[Opening Selected passage section]

As a podiatrist most patients present with a range of foot and lower leg issues. Heel pain, Achilles Tendinopathy, Medial Tibial Stress Syndrome, Shin Splints and Patellofemoral Joint Pain are all common presentations to my clinic. Given these injuries and issues affect the foot an lower leg both referrers and patients alike assume that the cause of these issues are located primarily in the foot. This assumption is simply not true. Of those people experiencing those injuries mentioned above the vast majority have issues at the level of the hip and pelvis and in particular the glutes.
The gluteal complex is an extremely important group of muscles. These are the muscles that not only drive you forward when walking, running and jumping, but they are also incredibly important in stabilizing the pelvis when the athlete is supporting the entire body weight on one leg, otherwise known as single support phase in running or midstance when walking.
When we run, the glutes hold our pelvis level and steady, extend our hip, propel us forward, and keep our legs, pelvis, and torso aligned. It then follows that if there is substantial weakness, or poor recruitment/inhibition of the glutes, the knock on effect to the entire kinetic chain is substantial and potentially a real source of injury.
An example of this is with regard to your knee. Your glutes prevent your femur (thigh) from rotating inwards. If this doesn’t occur it will result in an increase in both the valgus (knock knee) and rotational forces through the knee joint, increasing the risk of injury. Another potential effect on the leg of gluteal inhibition is reduced ankle joint motion. If the gluteals can’t extend the hip due to inhibition the brain will act to limit hip extension.

[Closing Selected passage section]
[Opening Source material section]

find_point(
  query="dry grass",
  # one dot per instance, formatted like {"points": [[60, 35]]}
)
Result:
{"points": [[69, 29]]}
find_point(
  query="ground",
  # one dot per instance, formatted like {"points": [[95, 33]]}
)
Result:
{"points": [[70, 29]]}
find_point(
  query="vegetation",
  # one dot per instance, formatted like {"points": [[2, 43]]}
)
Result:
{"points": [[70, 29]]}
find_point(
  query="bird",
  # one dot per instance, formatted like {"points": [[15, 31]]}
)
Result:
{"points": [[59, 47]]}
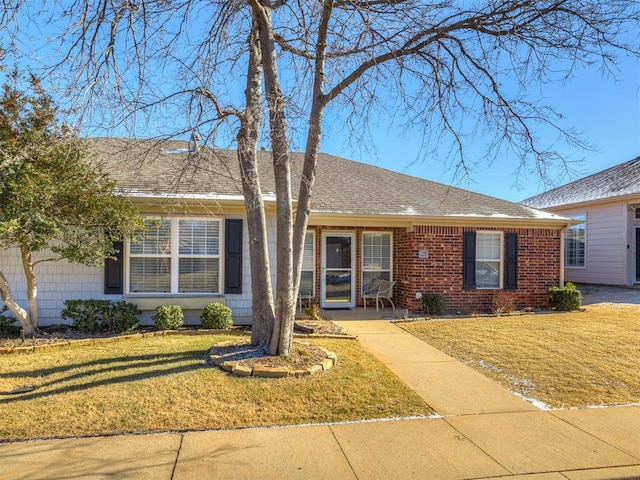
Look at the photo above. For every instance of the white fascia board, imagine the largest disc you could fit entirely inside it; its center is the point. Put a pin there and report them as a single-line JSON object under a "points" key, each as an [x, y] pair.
{"points": [[397, 220]]}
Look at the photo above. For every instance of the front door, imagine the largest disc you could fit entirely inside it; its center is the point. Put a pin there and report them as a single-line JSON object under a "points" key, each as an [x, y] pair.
{"points": [[338, 270]]}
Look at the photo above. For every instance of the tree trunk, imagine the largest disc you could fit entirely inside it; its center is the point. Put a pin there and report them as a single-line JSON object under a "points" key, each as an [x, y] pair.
{"points": [[20, 313], [285, 295], [263, 317], [32, 288]]}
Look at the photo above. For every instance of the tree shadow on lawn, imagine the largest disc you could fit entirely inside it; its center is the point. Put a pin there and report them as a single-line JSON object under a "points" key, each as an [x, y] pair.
{"points": [[171, 363]]}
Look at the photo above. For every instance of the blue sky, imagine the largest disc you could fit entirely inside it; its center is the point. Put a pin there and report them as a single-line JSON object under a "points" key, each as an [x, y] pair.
{"points": [[604, 109]]}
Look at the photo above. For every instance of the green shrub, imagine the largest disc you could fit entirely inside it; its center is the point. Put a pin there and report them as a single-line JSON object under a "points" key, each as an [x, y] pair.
{"points": [[565, 299], [502, 302], [433, 304], [168, 317], [216, 315], [121, 317], [312, 311], [101, 315], [86, 315]]}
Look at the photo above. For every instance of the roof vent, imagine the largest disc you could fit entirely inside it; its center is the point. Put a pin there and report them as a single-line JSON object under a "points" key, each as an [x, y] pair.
{"points": [[194, 145]]}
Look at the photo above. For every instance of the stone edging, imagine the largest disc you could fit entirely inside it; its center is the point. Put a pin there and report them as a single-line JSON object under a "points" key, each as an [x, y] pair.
{"points": [[236, 368]]}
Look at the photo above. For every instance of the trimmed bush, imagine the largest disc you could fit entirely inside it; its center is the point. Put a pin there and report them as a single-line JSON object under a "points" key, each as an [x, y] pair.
{"points": [[433, 304], [121, 317], [312, 311], [8, 323], [101, 315], [169, 317], [216, 315], [502, 302], [565, 299]]}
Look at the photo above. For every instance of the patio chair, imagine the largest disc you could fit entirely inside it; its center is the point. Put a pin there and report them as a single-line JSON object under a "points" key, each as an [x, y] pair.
{"points": [[380, 290]]}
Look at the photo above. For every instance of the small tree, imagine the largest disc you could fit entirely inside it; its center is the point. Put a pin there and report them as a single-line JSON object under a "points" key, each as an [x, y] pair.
{"points": [[53, 199]]}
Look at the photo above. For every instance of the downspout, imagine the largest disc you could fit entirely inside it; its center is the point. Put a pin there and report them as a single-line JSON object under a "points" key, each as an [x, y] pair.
{"points": [[562, 244]]}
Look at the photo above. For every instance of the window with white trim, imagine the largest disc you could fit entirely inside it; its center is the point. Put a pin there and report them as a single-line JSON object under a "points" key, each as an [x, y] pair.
{"points": [[575, 241], [488, 260], [376, 257], [308, 274], [176, 256]]}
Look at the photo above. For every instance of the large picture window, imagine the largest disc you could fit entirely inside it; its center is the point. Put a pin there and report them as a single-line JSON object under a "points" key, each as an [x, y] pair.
{"points": [[376, 257], [574, 243], [488, 259], [176, 256]]}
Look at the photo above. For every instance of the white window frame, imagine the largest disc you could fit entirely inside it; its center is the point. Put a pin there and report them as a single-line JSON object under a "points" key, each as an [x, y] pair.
{"points": [[175, 257], [500, 258], [310, 234], [571, 235], [362, 264]]}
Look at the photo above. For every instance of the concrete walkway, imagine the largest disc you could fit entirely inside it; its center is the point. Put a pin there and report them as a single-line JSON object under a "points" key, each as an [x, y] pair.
{"points": [[484, 432]]}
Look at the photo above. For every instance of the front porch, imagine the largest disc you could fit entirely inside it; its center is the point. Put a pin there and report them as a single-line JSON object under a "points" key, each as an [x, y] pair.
{"points": [[358, 313]]}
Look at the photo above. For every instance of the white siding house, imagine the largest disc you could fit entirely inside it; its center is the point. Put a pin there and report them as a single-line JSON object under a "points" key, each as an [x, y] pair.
{"points": [[609, 204]]}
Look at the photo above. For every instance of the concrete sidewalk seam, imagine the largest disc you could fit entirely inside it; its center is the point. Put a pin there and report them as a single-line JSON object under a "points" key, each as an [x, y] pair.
{"points": [[462, 435], [344, 454], [594, 436]]}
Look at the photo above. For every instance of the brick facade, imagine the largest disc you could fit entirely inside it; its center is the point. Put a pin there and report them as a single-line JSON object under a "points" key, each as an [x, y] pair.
{"points": [[441, 272]]}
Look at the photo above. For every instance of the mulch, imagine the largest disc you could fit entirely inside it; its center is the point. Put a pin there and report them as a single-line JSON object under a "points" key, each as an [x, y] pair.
{"points": [[65, 333]]}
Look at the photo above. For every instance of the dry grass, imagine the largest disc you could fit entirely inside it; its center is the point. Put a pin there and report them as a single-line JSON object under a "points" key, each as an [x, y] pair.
{"points": [[573, 359], [162, 384]]}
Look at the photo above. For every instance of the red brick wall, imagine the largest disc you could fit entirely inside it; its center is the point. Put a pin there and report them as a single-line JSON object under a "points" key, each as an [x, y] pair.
{"points": [[441, 273]]}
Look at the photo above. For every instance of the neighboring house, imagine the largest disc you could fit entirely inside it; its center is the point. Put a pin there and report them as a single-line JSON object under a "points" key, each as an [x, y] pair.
{"points": [[365, 223], [605, 247]]}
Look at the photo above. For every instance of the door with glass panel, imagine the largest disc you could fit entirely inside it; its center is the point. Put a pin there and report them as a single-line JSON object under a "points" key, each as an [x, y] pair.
{"points": [[338, 270]]}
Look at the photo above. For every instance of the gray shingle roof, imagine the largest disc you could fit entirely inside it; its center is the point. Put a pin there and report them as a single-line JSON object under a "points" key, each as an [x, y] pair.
{"points": [[618, 181], [142, 167]]}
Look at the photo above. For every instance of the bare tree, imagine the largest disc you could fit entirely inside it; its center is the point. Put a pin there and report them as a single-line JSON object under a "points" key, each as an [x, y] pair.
{"points": [[453, 70]]}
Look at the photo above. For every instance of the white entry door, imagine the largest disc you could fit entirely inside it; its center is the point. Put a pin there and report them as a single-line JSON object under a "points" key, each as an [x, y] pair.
{"points": [[337, 285]]}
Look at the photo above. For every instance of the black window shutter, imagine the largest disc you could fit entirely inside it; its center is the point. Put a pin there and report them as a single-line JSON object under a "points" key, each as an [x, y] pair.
{"points": [[469, 260], [113, 272], [511, 262], [233, 256]]}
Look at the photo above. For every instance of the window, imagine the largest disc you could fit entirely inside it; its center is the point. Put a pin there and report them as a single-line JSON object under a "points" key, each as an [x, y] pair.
{"points": [[176, 256], [376, 257], [574, 243], [488, 259], [308, 275]]}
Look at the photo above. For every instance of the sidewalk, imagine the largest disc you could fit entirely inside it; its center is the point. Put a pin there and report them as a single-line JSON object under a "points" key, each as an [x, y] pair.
{"points": [[484, 432]]}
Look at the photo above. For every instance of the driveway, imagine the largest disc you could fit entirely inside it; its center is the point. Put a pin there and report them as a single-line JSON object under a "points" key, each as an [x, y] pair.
{"points": [[592, 294]]}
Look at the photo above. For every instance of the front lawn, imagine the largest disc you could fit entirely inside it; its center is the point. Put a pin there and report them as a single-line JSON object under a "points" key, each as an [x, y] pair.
{"points": [[576, 359], [162, 384]]}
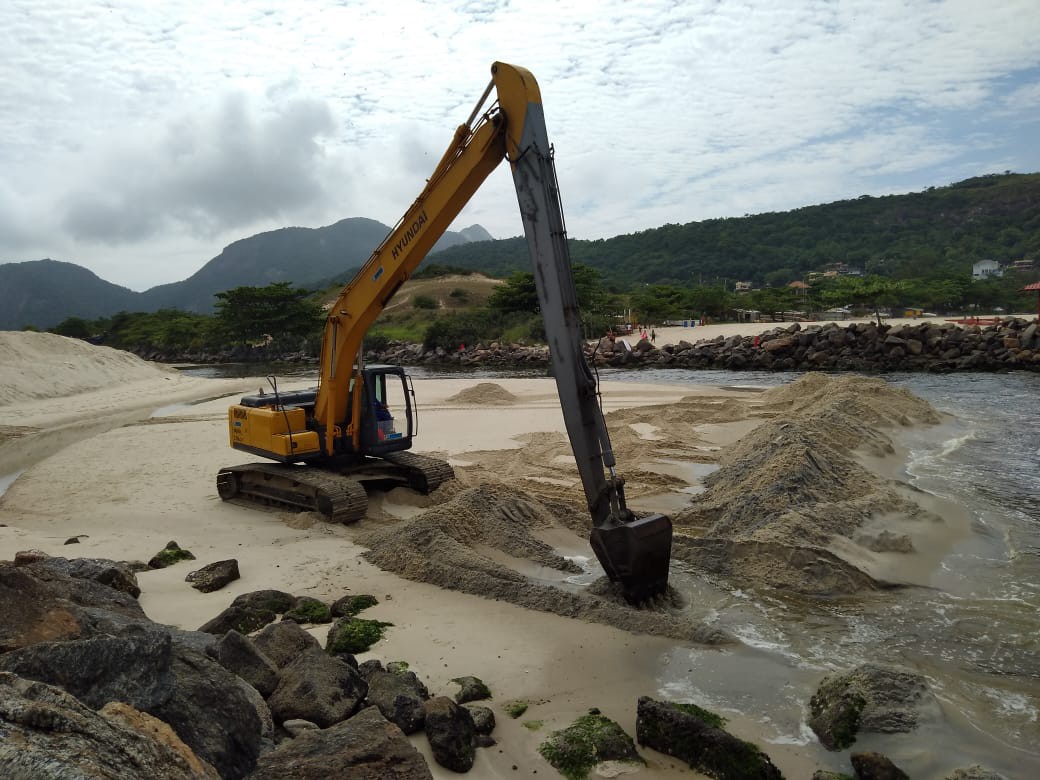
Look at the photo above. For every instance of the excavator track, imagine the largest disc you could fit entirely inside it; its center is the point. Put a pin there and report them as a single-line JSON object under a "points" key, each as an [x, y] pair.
{"points": [[424, 474], [301, 488]]}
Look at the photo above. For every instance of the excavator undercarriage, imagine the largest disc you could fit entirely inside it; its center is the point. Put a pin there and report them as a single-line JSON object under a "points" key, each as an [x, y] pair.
{"points": [[355, 426], [339, 495]]}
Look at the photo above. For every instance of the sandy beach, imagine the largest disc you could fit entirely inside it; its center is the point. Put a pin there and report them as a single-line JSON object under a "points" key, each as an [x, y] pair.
{"points": [[123, 456]]}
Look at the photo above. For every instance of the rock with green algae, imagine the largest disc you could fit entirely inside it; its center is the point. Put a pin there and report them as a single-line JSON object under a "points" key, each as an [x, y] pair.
{"points": [[869, 698], [308, 609], [169, 555], [347, 606], [696, 736], [591, 739], [471, 689], [354, 634]]}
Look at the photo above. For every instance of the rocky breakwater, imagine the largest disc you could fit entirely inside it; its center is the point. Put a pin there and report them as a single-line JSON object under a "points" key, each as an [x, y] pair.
{"points": [[1010, 344]]}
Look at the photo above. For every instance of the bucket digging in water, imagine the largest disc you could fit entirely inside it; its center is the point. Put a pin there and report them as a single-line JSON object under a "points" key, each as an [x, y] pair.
{"points": [[635, 552]]}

[Closing Source material section]

### Task A
Answer these questions from the passage on the glutes and lower-leg injuries:
(i) Where does the passage say most people with these injuries actually have issues?
(ii) What term does it use for the moment in walking when all body weight rests on one leg?
(iii) What do the glutes prevent the femur from doing?
### Task B
Extend the passage on the glutes and lower-leg injuries from its final sentence.

### Final answer A
(i) At the level of the hip and pelvis, particularly the glutes.
(ii) Midstance.
(iii) Rotating inwards.

### Final answer B
One way to restrict hip extension is to reduce ankle motion, which, if present, can contribute to lower limb injuries. There are numerous studies linking glute weakness/inhibition to pathologies such as Achilles tendinopathy, shin pain, patellofemoral pain, plantar heel pain and iliotibial-band syndrome.
The gluteal complex is a bit of a problem group for most athletes (recreational or otherwise) but particularly runners and walkers, because whilst their role in stabilizing the pelvis is critical, they do not really get a strength workout during a run. This can make your hamstrings, quadriceps, and calves disproportionately stronger. Another issue is that most strength-training routines don’t isolate the glutes. If an exercise requires several muscles to perform the movement, the majority of the work will be done by the strongest of those muscles. Finally, tight muscles, specifically the hip flexors, can inhibit the glutes and prevent their muscle fibres from firing.
The upshot of all of this is to not neglect the glutes as part of a training program. Start with a simple activation program and progress as you get better. If you are unsure of what you should be doing seek professional advice. It will ultimately reduce your risk of injury and as an added bonus will provide for improved performance.